RECORDS TO PROCESS:
————
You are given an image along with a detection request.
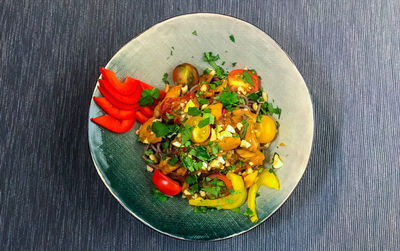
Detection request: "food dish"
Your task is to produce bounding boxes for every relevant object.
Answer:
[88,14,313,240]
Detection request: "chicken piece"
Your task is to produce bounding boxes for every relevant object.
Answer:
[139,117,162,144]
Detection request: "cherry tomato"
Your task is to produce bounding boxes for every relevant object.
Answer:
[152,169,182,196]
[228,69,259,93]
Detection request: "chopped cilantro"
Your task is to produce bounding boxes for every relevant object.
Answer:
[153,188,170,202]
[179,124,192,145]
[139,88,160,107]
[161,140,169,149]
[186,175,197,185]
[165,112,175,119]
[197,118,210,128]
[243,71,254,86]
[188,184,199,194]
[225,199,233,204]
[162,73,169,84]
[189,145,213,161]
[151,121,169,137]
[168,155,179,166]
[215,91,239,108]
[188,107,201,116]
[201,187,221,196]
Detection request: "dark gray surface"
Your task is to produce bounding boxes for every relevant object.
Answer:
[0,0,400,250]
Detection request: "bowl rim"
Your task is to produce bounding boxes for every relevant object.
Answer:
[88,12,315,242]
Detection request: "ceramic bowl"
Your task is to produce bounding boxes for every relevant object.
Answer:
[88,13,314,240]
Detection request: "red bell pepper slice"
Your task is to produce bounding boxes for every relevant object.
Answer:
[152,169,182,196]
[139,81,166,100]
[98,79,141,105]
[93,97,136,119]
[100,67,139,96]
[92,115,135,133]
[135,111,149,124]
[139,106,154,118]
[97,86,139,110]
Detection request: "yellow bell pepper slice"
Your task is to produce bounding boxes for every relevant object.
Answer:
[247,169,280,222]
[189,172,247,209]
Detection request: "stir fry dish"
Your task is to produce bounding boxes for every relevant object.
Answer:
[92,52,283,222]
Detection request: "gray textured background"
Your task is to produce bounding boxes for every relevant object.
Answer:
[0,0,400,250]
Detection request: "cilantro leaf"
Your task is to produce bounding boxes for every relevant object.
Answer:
————
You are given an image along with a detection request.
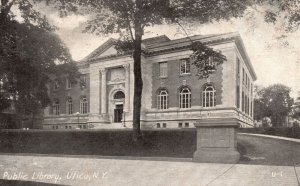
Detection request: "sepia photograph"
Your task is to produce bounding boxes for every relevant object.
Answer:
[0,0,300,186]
————
TASK TO CARRY OUT:
Pull out every line of the rows above that contains the string "slice". Case counts.

THE RESPONSE:
Detection request: "red bell pepper slice"
Detection request: "yellow bell pepper slice"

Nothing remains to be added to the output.